» What is being asked: Gather every line of the records that contains the string "ponytail" and copy each one in full. Matching is case-sensitive.

» Records provided:
* BEGIN *
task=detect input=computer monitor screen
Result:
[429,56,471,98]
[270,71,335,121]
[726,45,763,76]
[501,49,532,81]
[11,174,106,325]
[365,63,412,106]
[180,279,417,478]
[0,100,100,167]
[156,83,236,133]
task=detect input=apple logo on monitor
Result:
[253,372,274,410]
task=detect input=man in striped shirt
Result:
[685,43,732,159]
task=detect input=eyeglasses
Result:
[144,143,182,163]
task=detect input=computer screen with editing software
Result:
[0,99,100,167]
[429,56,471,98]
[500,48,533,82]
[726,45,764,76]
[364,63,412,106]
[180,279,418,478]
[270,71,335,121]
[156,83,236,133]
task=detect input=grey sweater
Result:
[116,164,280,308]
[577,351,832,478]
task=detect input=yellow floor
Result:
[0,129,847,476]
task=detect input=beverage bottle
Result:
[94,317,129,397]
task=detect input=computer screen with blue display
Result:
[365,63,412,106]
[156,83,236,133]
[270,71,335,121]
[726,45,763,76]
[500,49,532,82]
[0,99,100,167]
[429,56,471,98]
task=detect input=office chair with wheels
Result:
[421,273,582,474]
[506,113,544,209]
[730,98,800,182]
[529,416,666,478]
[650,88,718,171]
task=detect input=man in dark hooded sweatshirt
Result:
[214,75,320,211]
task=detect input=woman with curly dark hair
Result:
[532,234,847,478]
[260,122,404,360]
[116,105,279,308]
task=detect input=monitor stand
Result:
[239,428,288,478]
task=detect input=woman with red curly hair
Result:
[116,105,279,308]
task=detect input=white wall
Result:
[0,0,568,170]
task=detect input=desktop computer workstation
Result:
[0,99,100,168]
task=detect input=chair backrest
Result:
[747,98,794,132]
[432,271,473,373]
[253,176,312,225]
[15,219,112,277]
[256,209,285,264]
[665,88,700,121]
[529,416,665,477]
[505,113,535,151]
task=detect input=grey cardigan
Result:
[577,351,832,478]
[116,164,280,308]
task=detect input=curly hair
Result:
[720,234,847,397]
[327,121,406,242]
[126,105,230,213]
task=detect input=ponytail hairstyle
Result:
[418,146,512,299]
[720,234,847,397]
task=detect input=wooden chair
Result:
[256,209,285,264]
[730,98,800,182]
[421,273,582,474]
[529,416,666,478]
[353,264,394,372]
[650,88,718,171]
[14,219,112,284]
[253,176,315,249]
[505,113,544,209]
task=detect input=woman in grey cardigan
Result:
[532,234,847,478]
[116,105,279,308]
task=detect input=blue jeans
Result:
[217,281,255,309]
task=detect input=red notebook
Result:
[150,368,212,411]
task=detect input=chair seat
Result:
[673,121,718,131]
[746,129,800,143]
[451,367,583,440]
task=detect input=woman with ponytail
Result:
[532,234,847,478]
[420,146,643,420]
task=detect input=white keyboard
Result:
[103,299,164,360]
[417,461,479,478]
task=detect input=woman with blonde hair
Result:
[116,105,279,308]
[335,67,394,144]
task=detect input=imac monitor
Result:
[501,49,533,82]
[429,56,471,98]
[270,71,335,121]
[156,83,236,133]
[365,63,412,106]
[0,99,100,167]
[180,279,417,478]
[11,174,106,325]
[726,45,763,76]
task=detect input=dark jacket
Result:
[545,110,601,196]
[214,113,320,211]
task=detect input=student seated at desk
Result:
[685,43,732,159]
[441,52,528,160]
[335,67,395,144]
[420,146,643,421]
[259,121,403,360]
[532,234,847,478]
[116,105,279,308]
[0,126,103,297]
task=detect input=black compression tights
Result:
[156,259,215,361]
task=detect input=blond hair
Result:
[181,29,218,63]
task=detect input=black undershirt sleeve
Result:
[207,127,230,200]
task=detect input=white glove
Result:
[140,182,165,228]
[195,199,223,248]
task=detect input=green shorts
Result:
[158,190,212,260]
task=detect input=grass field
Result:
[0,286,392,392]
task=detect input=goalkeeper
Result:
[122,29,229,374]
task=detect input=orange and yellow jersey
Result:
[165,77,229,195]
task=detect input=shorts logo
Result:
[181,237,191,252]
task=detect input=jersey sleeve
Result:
* END *
» Answer below:
task=detect input=ponytail hairstyle
task=detect input=woman with ponytail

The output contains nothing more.